Up to and including the line with "Target = a-frame roof", please reproduce the lines below exactly, beginning with the first.

================

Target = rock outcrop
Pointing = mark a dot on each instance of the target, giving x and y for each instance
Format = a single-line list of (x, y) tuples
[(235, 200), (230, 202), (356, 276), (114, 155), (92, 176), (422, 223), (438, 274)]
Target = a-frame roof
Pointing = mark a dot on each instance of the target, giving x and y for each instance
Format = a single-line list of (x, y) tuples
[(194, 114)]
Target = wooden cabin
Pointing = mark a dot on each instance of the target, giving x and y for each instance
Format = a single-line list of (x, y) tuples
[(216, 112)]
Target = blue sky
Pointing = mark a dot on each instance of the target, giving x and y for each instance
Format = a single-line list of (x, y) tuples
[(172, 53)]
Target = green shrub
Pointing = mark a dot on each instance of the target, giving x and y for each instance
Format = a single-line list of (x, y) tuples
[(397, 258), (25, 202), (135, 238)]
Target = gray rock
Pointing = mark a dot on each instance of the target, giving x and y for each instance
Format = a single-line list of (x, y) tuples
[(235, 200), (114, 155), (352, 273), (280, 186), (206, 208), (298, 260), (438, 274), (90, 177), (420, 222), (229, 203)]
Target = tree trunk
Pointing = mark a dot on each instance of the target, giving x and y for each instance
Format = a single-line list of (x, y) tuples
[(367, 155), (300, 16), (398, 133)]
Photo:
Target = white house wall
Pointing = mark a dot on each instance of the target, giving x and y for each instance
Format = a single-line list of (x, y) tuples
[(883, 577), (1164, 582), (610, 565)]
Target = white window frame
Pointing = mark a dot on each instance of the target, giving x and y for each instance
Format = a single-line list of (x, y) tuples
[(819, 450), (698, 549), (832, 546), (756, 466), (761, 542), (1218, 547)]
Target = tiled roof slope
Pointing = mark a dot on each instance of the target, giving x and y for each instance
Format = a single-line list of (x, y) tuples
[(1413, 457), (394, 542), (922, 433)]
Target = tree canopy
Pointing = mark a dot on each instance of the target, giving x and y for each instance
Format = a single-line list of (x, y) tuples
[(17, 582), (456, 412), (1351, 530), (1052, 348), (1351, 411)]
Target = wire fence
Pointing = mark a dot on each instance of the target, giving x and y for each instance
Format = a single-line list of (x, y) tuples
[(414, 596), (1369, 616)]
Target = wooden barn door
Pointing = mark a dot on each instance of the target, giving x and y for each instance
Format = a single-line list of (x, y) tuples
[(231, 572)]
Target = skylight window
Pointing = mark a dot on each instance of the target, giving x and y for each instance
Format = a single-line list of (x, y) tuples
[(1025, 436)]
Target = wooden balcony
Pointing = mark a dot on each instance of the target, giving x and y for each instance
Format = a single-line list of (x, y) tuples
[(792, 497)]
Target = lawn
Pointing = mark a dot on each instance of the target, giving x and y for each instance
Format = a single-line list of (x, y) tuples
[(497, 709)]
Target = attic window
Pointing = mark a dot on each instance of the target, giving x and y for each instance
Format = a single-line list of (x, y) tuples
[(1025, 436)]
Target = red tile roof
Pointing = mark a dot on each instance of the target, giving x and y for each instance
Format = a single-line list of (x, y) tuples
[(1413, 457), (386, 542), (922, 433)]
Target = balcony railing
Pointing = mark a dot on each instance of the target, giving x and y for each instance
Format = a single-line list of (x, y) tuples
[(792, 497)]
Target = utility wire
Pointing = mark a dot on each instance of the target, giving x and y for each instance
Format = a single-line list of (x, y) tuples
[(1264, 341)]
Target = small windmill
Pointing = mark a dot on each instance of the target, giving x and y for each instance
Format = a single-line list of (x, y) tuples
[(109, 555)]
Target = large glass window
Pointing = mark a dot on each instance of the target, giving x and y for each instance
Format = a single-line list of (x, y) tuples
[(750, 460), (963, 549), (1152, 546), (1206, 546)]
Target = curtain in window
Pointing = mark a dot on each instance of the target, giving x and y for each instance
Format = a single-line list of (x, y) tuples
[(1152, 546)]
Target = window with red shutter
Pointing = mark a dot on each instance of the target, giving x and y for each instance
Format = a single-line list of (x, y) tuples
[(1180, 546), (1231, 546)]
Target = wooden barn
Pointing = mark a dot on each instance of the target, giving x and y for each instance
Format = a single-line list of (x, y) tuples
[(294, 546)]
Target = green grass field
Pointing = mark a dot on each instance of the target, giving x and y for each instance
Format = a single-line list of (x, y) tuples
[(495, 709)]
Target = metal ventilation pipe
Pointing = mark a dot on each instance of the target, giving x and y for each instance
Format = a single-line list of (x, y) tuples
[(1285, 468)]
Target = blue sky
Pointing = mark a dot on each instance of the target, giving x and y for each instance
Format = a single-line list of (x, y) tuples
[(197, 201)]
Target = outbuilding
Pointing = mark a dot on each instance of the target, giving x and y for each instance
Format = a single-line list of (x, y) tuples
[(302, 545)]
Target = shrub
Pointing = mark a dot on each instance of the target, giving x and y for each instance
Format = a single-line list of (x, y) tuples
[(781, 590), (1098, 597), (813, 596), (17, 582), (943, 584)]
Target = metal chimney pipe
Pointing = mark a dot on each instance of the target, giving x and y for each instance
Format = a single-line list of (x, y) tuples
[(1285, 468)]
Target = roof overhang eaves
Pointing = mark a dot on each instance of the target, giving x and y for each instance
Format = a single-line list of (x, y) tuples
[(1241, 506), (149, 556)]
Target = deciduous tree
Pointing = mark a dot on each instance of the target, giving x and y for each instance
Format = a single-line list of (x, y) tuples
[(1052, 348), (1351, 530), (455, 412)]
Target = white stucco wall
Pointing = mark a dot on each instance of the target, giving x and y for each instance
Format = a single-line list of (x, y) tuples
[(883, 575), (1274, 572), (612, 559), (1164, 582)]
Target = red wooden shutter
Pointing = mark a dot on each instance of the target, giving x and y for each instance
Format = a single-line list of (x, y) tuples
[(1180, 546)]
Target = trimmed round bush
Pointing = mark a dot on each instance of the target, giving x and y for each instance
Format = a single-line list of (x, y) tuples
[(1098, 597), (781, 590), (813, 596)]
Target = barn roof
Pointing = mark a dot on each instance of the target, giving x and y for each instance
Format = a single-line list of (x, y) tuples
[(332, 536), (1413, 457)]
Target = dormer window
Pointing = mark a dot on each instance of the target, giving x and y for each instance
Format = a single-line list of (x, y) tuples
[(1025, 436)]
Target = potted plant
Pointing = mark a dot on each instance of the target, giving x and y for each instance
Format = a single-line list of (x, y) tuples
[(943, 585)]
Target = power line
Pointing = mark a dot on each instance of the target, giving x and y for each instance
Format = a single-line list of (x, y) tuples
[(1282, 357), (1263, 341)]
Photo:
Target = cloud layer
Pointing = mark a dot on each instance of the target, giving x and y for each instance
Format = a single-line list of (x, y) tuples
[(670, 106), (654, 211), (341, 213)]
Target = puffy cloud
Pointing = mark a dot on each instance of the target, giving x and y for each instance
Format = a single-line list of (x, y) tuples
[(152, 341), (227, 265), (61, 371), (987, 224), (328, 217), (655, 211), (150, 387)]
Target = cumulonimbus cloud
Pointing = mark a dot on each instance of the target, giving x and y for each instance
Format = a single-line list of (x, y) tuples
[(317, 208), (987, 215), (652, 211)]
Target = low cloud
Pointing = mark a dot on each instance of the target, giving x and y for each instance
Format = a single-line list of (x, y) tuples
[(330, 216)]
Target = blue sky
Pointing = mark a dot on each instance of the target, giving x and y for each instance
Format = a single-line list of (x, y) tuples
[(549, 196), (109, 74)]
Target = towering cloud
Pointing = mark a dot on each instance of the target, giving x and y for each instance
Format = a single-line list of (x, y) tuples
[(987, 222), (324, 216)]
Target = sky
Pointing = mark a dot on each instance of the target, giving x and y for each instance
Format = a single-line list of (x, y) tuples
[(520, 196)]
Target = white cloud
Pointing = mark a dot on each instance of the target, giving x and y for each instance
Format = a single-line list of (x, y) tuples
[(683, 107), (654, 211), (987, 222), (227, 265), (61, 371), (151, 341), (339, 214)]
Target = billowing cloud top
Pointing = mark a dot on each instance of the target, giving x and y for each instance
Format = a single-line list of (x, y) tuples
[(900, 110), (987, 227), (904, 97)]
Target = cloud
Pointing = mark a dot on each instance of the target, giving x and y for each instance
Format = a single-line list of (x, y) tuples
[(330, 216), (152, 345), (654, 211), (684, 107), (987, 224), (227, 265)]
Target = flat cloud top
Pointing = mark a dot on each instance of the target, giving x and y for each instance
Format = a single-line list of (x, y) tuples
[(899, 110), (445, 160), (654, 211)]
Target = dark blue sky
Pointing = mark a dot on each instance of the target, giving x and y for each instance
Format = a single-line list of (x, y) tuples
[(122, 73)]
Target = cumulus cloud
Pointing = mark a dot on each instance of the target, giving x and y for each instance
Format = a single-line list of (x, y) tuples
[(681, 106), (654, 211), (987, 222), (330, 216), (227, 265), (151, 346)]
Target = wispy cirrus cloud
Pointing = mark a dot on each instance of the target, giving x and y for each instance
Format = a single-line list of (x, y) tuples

================

*RESULT OF THE TASK*:
Target = rock outcrop
Pointing = mark a dot on each instance of the target, giving x and y for each instance
Format = a single-line list of (x, y) tuples
[(235, 200), (230, 202), (356, 276), (114, 155), (92, 176), (422, 223), (438, 274)]
Target = a-frame roof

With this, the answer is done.